-- THE DATA --
** begin **

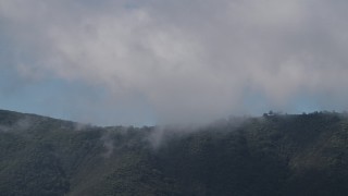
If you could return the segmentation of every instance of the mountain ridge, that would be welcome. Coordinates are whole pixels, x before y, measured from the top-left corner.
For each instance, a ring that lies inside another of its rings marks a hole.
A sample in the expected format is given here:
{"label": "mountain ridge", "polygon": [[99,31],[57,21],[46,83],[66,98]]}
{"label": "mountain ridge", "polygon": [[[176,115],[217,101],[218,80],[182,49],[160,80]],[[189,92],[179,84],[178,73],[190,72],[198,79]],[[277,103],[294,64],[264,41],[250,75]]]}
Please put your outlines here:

** end **
** begin **

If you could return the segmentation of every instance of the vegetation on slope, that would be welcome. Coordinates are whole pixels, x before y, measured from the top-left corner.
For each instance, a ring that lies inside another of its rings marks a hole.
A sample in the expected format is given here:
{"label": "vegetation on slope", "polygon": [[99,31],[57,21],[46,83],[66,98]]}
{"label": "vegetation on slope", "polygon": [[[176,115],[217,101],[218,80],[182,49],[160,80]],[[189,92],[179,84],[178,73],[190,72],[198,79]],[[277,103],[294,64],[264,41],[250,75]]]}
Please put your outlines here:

** end **

-- WHAT YOU WILL DO --
From the entries above, pick out every line that contains the string "Coordinates" and copy each one in full. Only matches with the same capitalization count.

-- ANSWER TO THE EXERCISE --
If you could return the segmentation of every instance of the mountain ridge, that would be welcome. Coordinates are whole pixels, x before y, measured from the top-left corner.
If you could return the segmentation of every instance of the vegetation on slope, that would be welcome. Coordinates are whole pixels, x before y, measured from the top-left corner.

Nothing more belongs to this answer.